→ **Set of tasks**
1. In the text on funded crop research projects, transcribe the passage that opens with the words containing "Developing integrated approaches" and closes with "Rothamsted Research (£925,000)".
2. According to the text on funded crop research projects, how much funding does the potato variety project led by Professor Jonathan Jones and Professor Peter Urwin receive?
3. Write the next part of the text on funded crop research projects, starting after its final line.

→ **Provided text**
+-------+
The six projects receiving funding are:

Apple Replant Disease Evolution and Rootstock Interaction (ARDERI). Professor Xiangming Xu, East Malling Research (£482,000)

Apple replant disease is a serious threat affecting newly planted apple trees, which fail to thrive in areas where apples have previously grown. East Malling Research is collaborating with industry to provide detailed information about the disease, which could be used to develop new management strategies and breeding programmes to benefit one of the UK’s major horticultural industries.  

New UK potato varieties with late blight and potato cyst nematode resistance, reduced bruising and improved processing quality. Professor Jonathan Jones, The Sainsbury Laboratory and Professor Peter Urwin, University of Leeds (£841,000)

Potatoes are an extremely important crop, playing a major role in global food security. However yields and suitability for consumption are reduced by several shortcomings in current varieties.  This research aims to combine newly engineered traits into popular potato varieties to increase their resistance to diseases and bruising. If successful, the potatoes could be commercialised to both reduce waste and cost to consumers.  

Exploiting seed coat properties to improve uniformity and resilience in Brassica seed vigour. Steven Penfield, John Innes Centre and Professor Julian Moger, University of Exeter

In a changing climate, increasing the resistance of plants is becoming increasingly important. The success of a seed is determined by the genetics of the crop, vigour-enhancing chemicals and crucially temperature at seed production. This research looks to develop new varieties of Brassica with high seed vigour that are insensitive to the effects of temperature during seed production.
In addition, they hope to develop a technique that objectively monitors the uptake of important growth chemicals by seeds. The approach could be used to prioritise the development of important new chemicals and methods to maximise uptake.

Developing integrated approaches for pest and disease control in horticultural field crops (IAPAD). Dr John Walsh, The University of Warwick and Mr Martin Williamson, Rothamsted Research (£925,000)
+-------+
→ **Records supplied**
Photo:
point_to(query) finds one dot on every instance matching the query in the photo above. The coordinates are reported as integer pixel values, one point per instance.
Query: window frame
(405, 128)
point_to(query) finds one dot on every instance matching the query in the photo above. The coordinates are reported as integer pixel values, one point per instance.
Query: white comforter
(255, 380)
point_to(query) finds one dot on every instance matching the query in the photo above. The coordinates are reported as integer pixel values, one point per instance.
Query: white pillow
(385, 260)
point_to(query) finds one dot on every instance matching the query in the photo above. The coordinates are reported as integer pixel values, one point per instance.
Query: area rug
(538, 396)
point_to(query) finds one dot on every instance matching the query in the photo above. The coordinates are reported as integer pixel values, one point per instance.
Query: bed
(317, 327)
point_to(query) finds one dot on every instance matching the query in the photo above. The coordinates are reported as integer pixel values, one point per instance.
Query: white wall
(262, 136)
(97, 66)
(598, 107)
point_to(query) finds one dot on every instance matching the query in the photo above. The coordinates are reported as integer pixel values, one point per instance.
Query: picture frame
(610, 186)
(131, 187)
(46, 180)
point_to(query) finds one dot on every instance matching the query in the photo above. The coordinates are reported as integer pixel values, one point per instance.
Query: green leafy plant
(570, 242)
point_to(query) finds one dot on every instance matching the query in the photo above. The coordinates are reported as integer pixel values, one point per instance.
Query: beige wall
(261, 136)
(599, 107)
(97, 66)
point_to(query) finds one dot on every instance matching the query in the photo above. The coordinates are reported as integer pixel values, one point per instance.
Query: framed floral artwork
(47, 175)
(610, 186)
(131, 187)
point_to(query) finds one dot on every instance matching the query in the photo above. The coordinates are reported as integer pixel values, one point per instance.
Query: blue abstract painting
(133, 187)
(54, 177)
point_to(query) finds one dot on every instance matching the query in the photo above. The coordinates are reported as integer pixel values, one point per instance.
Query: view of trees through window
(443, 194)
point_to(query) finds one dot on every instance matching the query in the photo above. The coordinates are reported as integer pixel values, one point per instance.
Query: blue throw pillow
+-------+
→ **Numbered answers**
1.
Developing integrated approaches for pest and disease control in horticultural field crops (IAPAD). Dr John Walsh, The University of Warwick and Mr Martin Williamson, Rothamsted Research (£925,000)

2. £841,000

3.
Turnip yellows virus (TuYV), transmitted by a common greenfly species is a very important virus affecting brassicas. Unlike many other viruses, it does not show obvious symptoms and  as a result, many growers are unaware of infection. Researchers are developing an integrated programme to give optimal control of TuYV. By analysing plants with varying levels of susceptibility, the researchers will develop molecular markers, which seed companies could utilise in commercial varieties.    

A genetic approach to improving post-harvest quality. Professor David Pink, Harper Adams University, Dr Carol Wagstaff, University of Reading and Dr Guy Barker, The University of Warwick (£1,024,000)

Post-harvest discolouration is a significant cause of quality loss in a wide range of fresh produce such as sliced apple, cut cabbage and lettuce. Researchers are collaborating with industry to identify the genes involved in the discolouration of lettuce leaves and how they behave under different growing conditions. Once identified, they will look at which lines show differences in discolouration and will measure their taste, as well as their resistance to aphids and mildew, applying the understanding to other crops such as apple and cabbage. 

A systems approach to disease resistance against necrotrophic fungal pathogens. Dr Katherine Denby, The University of Warwick, Dr Carol Wagstaff, University of Reading and Dr Paul Hand, Harper Adams University (£881,891)

Fungal pathogens can cause very serious diseases in horticultural crops such as lettuce – an industry worth almost £200M annually in the UK.  Chemical control is problematic for several reasons as few effective compounds are available and widespread fungicide use can lead to resistance. Researchers are developing a new approach to breeding in hope of developing resistant crops.  By applying genomic and systems biology, they look to identify genes for increasing resistance to important fungal pathogens. This will provide a foundation to develop similar resistance to these pathogens in other horticultural crops.